● **Short problem**
Locate "Expected: one point per instance of the black background, each" in the listing below, then output the line holding it and every line after it, exactly and with nothing else.
*** Source material
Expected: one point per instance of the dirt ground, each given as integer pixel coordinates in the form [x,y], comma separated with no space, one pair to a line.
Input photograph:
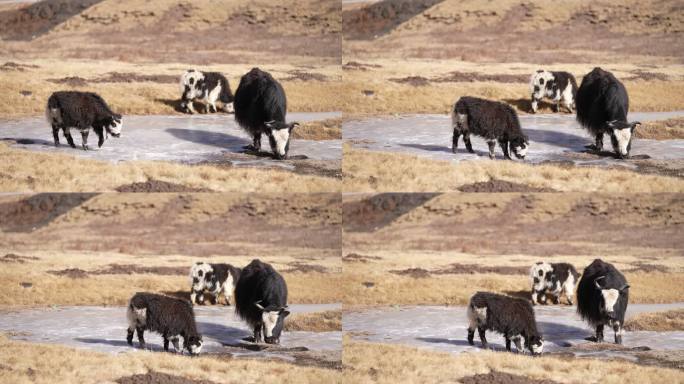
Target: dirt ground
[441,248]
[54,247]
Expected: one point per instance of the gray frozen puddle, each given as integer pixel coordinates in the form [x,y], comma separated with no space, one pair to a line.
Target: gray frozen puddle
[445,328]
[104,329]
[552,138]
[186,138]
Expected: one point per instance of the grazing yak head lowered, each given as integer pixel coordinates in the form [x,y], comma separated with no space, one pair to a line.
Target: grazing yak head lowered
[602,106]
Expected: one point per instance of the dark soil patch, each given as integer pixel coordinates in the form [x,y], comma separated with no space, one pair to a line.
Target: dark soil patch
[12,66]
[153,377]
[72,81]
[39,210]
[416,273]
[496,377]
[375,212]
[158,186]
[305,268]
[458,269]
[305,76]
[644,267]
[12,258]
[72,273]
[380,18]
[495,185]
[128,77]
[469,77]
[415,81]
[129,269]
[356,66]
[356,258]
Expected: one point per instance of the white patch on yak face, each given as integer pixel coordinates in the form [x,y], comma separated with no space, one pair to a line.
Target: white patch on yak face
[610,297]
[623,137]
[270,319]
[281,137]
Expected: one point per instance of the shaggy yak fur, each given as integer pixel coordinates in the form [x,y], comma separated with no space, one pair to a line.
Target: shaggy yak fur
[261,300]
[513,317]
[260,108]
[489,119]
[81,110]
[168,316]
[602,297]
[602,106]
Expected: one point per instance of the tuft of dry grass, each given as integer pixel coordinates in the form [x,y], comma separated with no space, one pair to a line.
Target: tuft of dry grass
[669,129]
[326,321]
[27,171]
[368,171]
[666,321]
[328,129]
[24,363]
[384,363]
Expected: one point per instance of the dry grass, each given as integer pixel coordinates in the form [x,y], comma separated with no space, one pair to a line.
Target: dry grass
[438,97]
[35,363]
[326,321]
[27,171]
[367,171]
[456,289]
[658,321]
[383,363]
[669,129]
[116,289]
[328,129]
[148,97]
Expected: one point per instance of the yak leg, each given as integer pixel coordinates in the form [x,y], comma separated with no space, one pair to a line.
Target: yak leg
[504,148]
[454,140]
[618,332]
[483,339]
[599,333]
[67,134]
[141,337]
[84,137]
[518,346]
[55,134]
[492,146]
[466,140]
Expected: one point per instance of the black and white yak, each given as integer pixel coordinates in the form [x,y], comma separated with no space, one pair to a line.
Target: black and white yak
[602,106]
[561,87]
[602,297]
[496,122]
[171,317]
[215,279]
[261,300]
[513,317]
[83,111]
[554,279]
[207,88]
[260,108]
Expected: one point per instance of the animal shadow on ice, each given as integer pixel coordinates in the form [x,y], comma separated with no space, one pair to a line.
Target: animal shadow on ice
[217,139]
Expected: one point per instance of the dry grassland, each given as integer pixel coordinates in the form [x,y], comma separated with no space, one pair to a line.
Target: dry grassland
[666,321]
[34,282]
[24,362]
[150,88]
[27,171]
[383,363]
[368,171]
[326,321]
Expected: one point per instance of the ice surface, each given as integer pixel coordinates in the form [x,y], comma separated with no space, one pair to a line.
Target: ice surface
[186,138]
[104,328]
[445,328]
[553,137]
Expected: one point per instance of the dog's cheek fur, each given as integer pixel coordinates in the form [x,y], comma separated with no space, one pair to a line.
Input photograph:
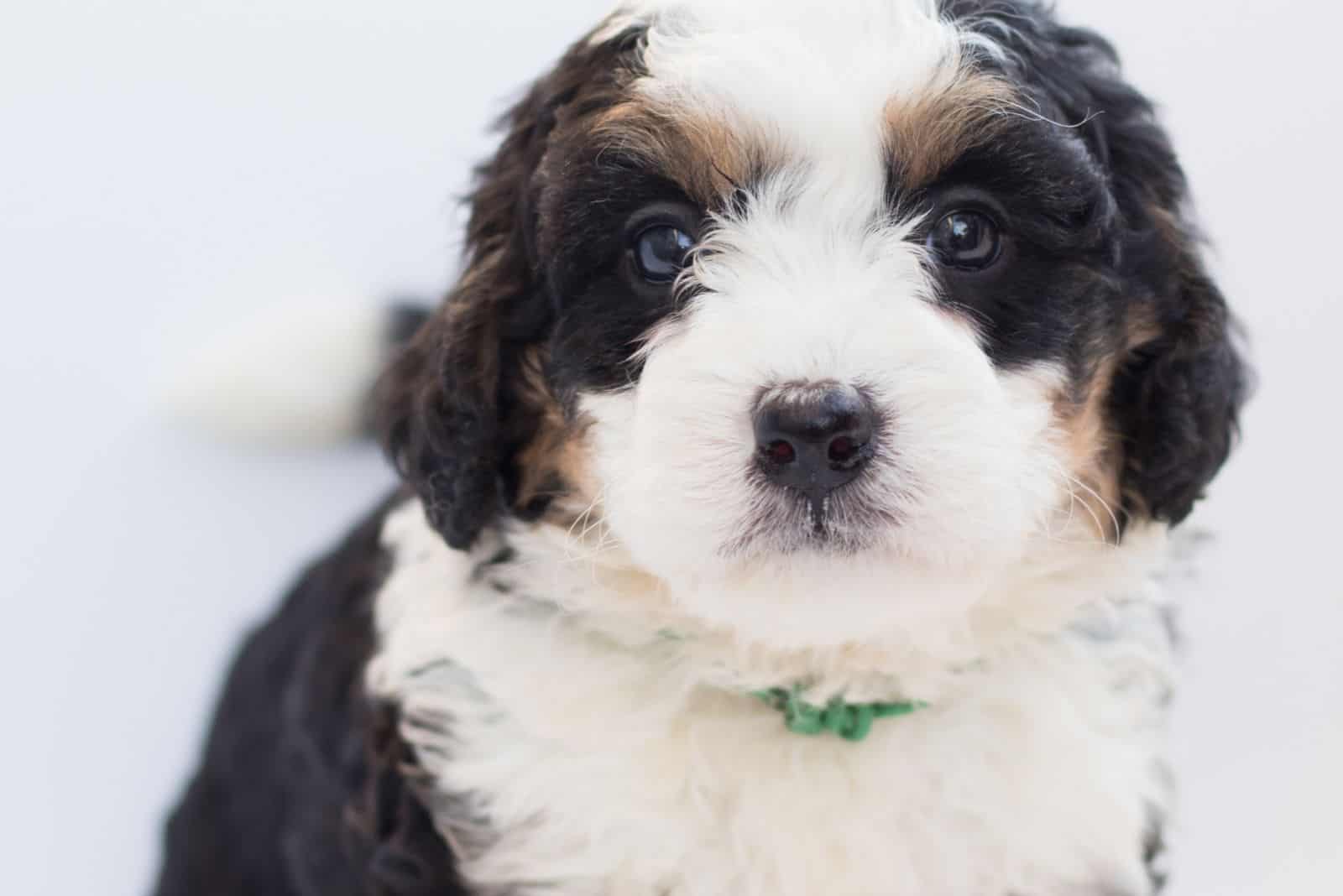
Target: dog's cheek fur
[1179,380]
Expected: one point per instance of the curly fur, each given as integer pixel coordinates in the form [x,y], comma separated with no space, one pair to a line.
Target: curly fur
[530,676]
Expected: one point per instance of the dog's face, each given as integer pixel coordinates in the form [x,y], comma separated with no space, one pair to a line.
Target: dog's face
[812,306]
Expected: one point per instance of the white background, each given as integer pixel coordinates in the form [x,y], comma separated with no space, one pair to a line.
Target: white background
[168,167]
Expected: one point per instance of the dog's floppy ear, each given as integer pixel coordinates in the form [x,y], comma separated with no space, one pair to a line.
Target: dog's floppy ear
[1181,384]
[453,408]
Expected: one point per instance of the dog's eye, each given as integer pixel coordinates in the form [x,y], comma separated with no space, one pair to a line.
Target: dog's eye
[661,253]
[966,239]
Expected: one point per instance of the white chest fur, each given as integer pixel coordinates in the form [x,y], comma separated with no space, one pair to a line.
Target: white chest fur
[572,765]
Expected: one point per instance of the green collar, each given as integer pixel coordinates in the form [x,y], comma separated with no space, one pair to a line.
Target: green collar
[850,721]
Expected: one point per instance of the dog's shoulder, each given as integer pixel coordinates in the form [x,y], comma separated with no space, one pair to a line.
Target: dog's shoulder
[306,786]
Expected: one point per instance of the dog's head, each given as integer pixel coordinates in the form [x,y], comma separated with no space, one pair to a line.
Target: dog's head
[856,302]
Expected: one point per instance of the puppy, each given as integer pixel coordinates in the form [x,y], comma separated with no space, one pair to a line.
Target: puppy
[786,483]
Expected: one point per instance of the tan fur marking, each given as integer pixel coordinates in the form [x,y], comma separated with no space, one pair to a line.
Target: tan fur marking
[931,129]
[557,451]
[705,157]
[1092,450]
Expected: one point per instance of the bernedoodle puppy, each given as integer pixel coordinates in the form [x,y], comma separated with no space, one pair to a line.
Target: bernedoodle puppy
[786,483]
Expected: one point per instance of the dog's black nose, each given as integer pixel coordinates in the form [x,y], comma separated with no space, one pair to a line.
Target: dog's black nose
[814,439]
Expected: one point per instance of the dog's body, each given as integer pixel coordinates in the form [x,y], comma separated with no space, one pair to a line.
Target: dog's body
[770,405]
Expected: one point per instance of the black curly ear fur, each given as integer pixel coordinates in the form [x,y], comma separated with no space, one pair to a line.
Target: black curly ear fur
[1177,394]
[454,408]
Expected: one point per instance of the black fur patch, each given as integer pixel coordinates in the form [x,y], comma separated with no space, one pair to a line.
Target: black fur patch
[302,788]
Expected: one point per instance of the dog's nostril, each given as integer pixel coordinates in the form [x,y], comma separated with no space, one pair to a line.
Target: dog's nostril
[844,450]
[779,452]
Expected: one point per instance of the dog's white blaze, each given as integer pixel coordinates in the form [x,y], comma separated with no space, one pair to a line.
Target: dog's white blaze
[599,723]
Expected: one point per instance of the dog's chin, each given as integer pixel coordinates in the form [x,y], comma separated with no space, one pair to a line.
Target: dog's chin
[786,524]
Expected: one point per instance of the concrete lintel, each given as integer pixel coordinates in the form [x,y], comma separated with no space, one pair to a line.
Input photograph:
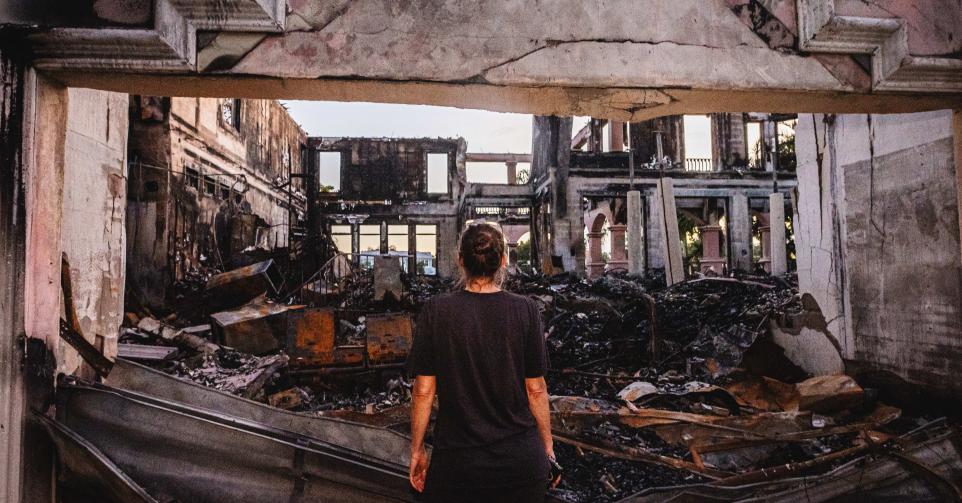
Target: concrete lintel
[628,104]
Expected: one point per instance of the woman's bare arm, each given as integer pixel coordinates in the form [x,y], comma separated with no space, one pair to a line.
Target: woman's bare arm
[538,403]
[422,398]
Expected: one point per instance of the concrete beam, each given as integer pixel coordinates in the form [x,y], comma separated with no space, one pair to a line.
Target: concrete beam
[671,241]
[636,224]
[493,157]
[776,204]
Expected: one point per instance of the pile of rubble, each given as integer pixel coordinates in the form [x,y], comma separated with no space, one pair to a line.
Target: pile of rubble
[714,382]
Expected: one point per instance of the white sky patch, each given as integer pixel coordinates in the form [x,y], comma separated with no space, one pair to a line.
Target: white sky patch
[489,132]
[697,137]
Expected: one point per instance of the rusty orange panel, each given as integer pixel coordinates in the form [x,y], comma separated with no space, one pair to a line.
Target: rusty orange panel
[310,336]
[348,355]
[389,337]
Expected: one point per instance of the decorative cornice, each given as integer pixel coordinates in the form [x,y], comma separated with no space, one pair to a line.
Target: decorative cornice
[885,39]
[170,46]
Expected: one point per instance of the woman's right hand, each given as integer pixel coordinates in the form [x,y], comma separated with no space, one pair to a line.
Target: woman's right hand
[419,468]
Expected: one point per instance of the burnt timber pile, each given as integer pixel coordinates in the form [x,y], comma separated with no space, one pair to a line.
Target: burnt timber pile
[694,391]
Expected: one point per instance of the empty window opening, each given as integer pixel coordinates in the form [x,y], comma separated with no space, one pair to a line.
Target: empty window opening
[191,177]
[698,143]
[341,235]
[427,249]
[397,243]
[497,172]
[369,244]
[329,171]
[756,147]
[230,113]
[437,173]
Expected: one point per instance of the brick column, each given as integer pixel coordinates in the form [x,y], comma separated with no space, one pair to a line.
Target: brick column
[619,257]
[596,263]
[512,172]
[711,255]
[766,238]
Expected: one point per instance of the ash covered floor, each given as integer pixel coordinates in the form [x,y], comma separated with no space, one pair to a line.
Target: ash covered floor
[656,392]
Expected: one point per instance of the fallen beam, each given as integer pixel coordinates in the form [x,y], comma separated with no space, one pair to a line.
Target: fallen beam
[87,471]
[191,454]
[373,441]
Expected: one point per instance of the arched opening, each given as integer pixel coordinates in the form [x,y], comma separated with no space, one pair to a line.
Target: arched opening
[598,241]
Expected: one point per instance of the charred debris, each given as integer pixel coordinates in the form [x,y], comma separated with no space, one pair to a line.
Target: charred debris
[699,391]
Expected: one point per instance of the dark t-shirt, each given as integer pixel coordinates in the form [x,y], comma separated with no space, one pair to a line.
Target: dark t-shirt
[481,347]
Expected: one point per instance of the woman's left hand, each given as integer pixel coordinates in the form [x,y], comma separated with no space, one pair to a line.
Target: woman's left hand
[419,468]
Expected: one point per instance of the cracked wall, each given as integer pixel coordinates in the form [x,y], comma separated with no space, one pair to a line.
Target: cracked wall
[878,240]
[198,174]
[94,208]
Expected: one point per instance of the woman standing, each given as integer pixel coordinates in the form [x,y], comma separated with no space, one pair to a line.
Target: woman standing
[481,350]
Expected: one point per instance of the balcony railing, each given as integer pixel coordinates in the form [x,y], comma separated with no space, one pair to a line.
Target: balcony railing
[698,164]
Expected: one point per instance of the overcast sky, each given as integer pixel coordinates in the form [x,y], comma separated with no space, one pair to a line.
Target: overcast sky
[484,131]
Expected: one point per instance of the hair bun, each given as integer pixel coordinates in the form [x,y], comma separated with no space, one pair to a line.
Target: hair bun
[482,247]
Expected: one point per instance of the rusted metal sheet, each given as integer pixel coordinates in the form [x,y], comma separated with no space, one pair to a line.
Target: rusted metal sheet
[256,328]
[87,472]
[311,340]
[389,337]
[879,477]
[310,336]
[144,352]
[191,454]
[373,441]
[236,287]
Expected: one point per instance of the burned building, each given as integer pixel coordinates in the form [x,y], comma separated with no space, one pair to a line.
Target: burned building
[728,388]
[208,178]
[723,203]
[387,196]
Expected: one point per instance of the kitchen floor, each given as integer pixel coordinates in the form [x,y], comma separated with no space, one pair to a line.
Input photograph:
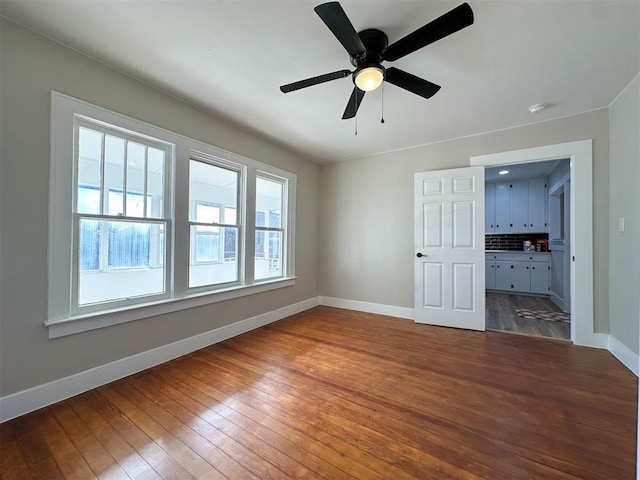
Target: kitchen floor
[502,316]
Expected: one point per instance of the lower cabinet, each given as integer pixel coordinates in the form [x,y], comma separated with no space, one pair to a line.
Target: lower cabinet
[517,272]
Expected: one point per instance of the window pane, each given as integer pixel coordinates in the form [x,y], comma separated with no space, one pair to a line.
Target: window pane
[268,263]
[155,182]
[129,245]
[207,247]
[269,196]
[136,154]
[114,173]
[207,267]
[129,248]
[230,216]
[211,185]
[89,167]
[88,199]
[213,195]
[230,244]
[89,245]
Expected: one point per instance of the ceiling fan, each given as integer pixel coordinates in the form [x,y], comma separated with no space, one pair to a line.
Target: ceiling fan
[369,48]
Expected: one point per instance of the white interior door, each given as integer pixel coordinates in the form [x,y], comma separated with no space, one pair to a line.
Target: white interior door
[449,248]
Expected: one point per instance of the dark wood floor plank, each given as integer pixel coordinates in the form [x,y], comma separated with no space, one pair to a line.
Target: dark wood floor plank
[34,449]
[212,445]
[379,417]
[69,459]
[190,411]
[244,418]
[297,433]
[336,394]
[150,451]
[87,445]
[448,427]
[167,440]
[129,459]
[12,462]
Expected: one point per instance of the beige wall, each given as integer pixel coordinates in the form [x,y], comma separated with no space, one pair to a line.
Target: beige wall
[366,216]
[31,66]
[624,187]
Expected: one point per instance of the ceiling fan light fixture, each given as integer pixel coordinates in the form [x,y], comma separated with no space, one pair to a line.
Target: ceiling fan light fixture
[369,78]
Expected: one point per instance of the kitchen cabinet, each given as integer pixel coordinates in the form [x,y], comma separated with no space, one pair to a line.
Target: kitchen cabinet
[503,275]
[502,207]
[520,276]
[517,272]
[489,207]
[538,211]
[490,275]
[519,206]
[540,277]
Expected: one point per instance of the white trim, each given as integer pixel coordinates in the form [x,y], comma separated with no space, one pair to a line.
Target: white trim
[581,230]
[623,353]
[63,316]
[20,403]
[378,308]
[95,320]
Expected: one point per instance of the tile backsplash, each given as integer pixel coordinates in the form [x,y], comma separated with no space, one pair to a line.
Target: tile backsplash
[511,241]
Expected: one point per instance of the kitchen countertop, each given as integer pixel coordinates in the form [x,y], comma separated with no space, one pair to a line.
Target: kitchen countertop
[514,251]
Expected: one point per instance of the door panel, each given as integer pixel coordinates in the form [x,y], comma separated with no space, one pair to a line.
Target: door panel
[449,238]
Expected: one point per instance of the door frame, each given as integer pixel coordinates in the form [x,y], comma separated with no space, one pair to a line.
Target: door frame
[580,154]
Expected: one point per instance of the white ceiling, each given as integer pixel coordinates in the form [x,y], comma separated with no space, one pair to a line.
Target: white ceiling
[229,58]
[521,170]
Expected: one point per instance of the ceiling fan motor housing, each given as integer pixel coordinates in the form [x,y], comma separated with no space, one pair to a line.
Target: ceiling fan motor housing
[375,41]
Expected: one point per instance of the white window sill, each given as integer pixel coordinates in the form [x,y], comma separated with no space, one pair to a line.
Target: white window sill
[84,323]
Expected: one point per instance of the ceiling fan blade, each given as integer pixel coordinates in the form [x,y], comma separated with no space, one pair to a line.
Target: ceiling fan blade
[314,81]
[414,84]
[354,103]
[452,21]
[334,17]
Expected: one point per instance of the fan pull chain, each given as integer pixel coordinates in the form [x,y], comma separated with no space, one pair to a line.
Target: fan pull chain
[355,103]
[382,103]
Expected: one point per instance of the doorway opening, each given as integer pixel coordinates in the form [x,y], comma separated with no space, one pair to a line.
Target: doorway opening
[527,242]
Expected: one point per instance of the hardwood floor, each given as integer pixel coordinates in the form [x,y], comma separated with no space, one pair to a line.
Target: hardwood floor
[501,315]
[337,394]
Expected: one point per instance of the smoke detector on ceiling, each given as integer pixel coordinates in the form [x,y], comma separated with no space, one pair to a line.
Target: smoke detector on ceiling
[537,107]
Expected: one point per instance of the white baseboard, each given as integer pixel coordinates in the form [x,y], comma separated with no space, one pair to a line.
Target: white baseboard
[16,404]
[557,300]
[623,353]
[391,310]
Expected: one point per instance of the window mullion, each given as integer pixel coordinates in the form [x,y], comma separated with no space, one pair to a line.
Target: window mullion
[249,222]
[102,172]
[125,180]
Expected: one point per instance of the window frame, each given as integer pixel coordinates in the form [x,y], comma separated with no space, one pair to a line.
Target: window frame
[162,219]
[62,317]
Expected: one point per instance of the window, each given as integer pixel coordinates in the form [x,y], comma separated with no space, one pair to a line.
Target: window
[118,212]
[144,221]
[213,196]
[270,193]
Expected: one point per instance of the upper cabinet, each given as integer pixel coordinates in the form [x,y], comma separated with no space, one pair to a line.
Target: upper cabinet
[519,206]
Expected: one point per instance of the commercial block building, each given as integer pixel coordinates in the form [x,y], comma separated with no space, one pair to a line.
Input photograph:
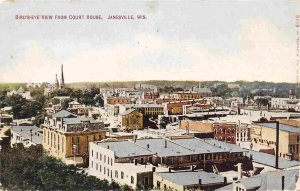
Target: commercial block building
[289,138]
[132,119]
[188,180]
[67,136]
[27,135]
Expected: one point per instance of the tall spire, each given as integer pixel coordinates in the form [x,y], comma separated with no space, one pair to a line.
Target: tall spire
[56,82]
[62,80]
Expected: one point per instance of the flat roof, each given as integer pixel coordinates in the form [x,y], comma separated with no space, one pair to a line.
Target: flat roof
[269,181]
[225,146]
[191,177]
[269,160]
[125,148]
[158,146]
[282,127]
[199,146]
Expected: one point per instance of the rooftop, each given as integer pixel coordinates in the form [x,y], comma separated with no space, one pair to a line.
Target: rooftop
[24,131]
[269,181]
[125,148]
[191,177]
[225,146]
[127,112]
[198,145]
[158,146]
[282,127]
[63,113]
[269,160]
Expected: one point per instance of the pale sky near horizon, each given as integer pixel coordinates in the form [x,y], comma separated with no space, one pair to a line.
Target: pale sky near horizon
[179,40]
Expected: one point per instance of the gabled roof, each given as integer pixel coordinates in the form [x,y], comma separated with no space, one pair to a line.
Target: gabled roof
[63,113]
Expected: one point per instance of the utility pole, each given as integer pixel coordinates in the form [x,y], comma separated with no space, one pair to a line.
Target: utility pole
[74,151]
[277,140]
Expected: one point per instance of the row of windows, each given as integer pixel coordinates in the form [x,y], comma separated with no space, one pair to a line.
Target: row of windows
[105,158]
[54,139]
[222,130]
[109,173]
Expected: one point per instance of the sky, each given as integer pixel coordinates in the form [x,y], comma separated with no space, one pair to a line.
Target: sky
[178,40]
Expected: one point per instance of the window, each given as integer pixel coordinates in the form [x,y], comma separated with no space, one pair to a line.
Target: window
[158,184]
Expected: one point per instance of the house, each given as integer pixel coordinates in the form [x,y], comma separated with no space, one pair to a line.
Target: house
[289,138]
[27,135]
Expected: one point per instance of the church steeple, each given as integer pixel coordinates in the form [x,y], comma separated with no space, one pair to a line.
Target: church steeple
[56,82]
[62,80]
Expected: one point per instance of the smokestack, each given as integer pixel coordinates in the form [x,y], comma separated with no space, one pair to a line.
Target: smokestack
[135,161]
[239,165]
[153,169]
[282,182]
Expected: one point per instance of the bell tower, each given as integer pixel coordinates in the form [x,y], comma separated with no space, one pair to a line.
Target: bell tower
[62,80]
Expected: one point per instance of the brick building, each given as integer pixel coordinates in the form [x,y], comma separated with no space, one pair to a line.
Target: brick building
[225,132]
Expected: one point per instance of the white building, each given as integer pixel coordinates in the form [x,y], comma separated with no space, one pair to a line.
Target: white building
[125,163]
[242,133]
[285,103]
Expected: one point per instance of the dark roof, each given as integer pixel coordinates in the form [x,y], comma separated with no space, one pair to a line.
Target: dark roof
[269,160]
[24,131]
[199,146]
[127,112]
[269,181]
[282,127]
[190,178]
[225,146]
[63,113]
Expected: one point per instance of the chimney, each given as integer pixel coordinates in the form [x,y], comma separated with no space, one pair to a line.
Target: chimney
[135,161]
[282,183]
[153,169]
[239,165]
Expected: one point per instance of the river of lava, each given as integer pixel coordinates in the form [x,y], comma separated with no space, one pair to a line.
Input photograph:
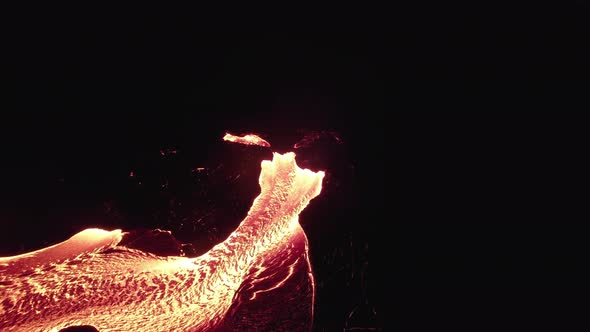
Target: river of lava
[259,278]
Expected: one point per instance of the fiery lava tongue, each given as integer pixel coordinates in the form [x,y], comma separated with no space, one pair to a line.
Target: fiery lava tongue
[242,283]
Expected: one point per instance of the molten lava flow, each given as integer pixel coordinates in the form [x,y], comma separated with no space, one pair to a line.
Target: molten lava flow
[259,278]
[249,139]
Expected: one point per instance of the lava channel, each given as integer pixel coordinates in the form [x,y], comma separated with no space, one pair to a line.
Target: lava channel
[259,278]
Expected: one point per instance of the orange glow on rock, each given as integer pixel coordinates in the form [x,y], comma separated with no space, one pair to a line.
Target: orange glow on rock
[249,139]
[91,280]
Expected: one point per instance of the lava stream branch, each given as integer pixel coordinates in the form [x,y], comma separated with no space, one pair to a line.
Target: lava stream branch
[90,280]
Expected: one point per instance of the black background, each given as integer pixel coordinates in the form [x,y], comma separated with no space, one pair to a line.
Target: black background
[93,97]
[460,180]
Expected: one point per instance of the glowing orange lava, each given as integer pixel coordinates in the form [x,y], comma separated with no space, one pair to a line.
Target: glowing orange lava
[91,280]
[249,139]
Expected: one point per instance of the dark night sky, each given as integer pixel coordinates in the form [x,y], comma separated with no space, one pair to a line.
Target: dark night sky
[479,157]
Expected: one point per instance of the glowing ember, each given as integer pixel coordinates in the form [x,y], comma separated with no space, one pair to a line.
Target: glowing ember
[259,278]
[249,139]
******
● **Problem solution**
Expected: one point per instance of the black background, each given as integer pixel coordinates in the form [x,y], comma separated with no space, one pair to a line.
Target: black background
[93,97]
[460,180]
Expected: one point per instance of the glowing orange lava, each given as integer pixel coordinates in the form [x,y], comma separated with no space, one pair to a line.
Target: glowing orange lava
[91,280]
[249,139]
Expected: one point per instance of the dark night sky, each given as integer pixel coordinates in the form [x,y], comma separated with no space, one pair to a line.
Target: dark night sky
[479,157]
Expected: one point per instance of the glowing ember, each given as integer pixel coordinates in the form [x,y], comma separated with no space, one pair to a line.
Target: glowing ember
[259,278]
[249,139]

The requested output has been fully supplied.